◆ **WORK INSTRUCTIONS**
Only the lines from the top of the data through the line with "Where can you spot the cerastium" should be repeated, each exactly as written.

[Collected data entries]
+++++

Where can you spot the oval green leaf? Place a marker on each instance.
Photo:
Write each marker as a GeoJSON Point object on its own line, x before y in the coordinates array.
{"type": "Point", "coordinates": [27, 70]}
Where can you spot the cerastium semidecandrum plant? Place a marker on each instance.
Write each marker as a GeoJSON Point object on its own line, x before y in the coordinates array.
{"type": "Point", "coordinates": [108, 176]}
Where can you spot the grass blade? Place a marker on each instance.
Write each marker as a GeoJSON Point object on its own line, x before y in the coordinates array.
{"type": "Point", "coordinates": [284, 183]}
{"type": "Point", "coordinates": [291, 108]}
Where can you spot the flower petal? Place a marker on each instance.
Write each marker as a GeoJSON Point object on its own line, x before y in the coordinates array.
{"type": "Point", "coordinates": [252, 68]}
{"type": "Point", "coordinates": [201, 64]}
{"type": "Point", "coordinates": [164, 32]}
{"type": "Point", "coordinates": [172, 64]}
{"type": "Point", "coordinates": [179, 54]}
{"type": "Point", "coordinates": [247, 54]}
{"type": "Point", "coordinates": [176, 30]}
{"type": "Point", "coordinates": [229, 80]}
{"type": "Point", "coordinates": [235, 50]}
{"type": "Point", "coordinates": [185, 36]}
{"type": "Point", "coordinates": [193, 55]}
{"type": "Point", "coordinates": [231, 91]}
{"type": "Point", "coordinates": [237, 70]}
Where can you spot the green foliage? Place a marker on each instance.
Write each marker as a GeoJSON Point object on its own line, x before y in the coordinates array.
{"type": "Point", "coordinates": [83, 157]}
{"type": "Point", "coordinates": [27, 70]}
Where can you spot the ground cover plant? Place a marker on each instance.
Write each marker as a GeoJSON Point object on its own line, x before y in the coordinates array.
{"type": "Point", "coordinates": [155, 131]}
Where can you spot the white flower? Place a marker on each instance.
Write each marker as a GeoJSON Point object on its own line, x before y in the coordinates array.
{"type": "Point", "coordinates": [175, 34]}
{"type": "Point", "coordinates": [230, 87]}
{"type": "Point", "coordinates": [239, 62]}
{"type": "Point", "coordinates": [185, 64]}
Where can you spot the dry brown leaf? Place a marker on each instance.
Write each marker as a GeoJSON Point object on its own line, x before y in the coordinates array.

+++++

◆ **FINAL ANSWER**
Where can you spot the oval green leaf? Place a marker on each instance.
Photo:
Write each marker as a GeoJSON Point object on its own line, x before y in the coordinates array.
{"type": "Point", "coordinates": [27, 70]}
Where can you spot the cerastium semidecandrum plant? Place a marker on each instance.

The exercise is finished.